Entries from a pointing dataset
__________________________________________________

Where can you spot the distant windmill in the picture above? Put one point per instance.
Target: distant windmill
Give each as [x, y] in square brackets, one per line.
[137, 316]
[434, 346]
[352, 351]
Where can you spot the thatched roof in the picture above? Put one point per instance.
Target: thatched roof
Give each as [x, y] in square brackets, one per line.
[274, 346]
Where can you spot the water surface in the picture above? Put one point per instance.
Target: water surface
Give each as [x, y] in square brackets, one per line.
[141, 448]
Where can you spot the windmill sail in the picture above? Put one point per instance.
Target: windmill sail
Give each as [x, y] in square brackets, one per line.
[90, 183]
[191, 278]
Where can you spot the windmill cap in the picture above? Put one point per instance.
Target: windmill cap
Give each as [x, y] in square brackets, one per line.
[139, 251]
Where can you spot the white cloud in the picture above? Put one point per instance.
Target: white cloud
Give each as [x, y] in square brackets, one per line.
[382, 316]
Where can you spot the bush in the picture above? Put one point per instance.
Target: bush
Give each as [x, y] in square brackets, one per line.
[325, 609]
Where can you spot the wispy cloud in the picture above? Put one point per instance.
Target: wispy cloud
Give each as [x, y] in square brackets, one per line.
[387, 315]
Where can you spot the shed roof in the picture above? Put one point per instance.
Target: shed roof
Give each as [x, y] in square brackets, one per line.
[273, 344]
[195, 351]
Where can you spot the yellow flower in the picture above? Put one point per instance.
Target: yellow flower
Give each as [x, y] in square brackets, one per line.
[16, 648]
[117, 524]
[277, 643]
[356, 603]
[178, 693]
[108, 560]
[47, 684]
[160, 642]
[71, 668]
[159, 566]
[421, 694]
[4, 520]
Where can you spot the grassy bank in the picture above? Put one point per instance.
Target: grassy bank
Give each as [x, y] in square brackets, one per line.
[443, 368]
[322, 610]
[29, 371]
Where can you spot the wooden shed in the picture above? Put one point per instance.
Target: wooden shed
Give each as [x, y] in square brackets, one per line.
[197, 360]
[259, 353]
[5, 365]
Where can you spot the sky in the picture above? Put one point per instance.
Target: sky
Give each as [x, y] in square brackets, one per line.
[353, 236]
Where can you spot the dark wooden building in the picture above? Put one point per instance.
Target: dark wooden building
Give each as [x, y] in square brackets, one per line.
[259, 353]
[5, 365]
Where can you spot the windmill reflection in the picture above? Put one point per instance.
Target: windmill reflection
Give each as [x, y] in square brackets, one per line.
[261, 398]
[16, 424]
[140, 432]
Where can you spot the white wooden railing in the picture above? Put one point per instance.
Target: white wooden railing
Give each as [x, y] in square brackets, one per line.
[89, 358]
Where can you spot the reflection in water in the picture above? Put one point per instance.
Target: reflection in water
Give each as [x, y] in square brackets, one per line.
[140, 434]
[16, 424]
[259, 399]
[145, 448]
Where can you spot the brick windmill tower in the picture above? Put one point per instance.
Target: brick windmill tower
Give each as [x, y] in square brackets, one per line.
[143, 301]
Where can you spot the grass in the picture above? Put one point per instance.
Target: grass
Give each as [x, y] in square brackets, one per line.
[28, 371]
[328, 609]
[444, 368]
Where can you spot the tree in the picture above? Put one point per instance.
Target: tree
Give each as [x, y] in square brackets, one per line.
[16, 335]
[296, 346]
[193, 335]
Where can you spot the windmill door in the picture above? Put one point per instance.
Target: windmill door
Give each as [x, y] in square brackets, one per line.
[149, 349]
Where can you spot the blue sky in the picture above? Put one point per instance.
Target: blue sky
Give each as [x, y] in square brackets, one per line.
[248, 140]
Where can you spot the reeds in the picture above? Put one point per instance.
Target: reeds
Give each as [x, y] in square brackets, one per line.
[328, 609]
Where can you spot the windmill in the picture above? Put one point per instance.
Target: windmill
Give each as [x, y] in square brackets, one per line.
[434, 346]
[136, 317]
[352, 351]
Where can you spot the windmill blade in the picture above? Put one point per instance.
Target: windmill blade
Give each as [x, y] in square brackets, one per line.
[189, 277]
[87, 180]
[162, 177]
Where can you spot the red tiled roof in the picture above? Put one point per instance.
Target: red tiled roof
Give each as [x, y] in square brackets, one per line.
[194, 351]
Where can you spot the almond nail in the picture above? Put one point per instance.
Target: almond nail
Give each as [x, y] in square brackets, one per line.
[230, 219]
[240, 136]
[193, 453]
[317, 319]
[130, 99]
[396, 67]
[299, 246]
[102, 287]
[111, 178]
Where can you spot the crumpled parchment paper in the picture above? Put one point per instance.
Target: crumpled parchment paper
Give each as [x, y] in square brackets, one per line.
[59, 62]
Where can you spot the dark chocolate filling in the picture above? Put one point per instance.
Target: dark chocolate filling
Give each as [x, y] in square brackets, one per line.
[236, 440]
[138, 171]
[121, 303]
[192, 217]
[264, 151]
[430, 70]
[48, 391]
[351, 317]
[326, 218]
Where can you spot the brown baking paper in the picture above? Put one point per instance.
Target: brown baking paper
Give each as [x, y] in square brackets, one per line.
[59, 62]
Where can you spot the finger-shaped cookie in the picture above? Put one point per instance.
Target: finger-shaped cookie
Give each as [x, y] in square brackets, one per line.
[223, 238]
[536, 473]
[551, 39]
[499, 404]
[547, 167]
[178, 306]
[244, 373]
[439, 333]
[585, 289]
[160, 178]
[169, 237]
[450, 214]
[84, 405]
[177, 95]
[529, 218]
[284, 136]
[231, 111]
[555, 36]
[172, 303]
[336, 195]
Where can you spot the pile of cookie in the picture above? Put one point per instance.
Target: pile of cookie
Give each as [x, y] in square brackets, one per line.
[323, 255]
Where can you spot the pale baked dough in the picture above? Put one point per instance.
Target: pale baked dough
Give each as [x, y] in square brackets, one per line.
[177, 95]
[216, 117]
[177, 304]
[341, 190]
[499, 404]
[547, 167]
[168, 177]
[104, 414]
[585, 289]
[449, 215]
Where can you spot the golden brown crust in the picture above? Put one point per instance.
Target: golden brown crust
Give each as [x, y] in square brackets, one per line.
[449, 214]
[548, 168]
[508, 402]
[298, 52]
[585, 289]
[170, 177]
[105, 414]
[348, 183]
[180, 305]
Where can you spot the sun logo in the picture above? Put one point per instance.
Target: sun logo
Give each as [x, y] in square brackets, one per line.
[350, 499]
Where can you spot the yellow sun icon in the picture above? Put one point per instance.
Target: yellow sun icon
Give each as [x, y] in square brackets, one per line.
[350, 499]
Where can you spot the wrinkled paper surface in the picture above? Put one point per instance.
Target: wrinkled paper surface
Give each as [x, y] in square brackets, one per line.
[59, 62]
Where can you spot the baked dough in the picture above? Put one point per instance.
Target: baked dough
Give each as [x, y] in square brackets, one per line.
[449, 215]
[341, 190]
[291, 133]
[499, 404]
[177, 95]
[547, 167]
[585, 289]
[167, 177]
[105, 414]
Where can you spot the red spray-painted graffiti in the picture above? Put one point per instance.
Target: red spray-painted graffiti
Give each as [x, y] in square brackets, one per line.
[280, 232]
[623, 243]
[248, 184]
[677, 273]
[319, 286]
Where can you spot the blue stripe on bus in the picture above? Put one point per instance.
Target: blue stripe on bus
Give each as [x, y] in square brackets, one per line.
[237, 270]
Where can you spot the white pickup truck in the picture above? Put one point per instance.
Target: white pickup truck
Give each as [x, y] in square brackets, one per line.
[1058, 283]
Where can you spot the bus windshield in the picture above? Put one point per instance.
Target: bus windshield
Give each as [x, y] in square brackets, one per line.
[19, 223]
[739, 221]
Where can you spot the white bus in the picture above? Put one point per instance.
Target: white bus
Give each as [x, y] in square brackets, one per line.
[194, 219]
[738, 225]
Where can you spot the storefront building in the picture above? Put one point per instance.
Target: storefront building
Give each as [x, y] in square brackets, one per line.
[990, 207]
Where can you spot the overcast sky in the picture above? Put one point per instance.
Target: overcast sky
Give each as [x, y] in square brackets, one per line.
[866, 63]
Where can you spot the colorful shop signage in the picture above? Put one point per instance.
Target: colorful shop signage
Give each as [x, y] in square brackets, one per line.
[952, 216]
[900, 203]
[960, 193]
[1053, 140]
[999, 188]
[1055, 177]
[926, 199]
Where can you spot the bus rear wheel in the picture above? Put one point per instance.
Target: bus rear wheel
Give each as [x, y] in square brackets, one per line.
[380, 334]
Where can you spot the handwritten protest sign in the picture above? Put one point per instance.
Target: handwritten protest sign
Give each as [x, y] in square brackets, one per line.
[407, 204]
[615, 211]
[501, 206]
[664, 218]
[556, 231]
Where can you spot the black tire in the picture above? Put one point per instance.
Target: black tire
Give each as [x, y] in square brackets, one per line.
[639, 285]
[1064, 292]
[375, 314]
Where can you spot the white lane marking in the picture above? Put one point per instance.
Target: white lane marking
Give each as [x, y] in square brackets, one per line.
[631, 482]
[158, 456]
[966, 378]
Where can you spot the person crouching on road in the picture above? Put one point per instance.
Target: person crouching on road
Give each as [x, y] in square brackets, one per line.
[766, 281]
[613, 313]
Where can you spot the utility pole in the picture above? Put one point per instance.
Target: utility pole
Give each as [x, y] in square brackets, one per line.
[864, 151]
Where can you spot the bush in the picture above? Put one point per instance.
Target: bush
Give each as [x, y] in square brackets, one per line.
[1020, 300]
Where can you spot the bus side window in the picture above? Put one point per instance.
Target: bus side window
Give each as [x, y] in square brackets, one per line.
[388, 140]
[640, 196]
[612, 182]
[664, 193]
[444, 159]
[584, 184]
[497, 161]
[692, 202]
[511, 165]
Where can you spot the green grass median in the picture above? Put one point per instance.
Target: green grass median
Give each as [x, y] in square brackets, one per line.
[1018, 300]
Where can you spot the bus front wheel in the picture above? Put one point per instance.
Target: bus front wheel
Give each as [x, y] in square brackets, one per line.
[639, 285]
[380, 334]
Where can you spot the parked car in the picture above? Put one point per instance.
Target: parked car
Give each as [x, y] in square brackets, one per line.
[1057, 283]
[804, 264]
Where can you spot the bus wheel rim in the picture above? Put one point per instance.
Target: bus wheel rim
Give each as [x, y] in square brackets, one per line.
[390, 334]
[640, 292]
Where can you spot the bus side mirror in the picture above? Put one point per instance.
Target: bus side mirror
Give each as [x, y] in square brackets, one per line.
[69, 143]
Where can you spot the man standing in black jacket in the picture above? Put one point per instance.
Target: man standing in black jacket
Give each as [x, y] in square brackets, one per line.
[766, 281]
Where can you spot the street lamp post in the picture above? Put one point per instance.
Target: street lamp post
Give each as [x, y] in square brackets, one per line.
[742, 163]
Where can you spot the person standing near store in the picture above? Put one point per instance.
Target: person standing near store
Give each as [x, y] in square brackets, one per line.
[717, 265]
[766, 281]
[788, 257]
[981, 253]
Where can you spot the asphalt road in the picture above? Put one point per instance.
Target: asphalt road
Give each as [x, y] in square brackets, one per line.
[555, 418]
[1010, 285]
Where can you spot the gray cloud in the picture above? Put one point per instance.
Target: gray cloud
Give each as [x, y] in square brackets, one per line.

__________________________________________________

*Written problem*
Return every line from the one holding "Where can you spot the parked" through the end of the data, exactly as it appears, with both ends kept and nothing else.

*Solution below*
Where can you spot the parked car in the picture above? Put one point per instance.
Target: parked car
Give each as [x, y] in square brackets, one per line.
[1057, 283]
[804, 264]
Where can you spot the bus wheel rim in the picture above? Put one point per instance.
Target: bus wheel rim
Give each as [x, y] in square brackets, one per line.
[390, 334]
[640, 292]
Where can you spot the bus side mirror in the picture above? Put one point per instance.
Target: bus side mirror
Give each as [x, y] in square brackets, one per line.
[69, 143]
Where can you spot the man standing in black jacket in the picture above? Put one point per instance.
Target: man standing in black jacket
Give each as [x, y] in square brackets, one per line.
[766, 281]
Where can you spot the street lamp post in the picture above? Put one point per instance.
Target: street lamp post
Give each as [x, y] in square brackets, one per line.
[742, 163]
Where can you spot the person standing near store in the picture above? Put one point per instance.
Target: person standing near store
Give each as [x, y] in square brackets, one per line.
[717, 265]
[766, 281]
[788, 257]
[981, 253]
Where can you spot the asphalt road in the picture above? Put one point per instance.
Target: asphalt road
Give each as [x, y] in square brackets, one per line.
[555, 418]
[1010, 285]
Where can you spot the gray cloud in the picture above? Put one point per instance.
Target: gray cloud
Give each as [x, y] in square brackets, one per line.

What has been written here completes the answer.